## WHAT YOU HAVE TO DO
State how many lines of the data below contain the string "sale". Provide only the number.

Bounding box labeling entries

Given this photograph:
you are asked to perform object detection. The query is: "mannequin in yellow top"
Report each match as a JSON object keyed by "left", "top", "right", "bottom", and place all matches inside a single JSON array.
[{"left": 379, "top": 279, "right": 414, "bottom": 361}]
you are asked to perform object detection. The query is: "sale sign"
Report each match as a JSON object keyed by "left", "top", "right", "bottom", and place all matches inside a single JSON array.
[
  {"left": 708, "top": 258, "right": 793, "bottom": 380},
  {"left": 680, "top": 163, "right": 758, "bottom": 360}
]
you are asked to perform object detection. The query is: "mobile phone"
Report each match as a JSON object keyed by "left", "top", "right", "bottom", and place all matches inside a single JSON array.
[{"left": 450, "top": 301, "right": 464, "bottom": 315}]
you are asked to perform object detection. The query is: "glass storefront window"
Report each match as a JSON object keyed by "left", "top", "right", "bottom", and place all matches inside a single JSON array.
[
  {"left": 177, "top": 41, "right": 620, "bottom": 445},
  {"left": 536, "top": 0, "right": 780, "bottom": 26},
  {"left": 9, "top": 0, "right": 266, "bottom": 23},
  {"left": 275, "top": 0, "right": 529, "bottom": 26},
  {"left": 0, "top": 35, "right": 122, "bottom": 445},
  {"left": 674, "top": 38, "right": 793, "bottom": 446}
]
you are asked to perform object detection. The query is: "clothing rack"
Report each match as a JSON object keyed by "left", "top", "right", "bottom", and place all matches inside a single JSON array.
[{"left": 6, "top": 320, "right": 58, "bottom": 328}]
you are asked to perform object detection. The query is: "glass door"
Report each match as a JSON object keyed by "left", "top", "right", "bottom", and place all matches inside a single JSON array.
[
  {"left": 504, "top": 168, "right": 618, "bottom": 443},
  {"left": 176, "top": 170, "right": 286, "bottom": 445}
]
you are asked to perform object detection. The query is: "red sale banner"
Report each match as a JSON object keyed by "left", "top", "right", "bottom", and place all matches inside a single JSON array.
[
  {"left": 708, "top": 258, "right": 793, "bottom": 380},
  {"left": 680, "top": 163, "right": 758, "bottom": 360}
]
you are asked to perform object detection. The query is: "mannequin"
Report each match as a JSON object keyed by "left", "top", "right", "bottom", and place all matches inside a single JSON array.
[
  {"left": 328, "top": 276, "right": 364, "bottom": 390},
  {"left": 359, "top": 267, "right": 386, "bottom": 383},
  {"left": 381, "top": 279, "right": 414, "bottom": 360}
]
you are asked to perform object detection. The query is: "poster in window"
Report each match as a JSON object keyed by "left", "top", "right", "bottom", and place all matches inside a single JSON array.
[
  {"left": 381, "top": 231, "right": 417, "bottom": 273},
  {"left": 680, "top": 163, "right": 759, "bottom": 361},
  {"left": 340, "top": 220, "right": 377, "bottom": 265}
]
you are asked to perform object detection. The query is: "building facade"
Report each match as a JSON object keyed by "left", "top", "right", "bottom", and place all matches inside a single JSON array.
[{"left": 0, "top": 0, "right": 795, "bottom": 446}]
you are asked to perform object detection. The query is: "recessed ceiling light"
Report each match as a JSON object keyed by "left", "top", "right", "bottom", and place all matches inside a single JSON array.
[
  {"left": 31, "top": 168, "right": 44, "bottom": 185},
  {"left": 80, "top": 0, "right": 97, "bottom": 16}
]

## EXERCISE RESPONSE
2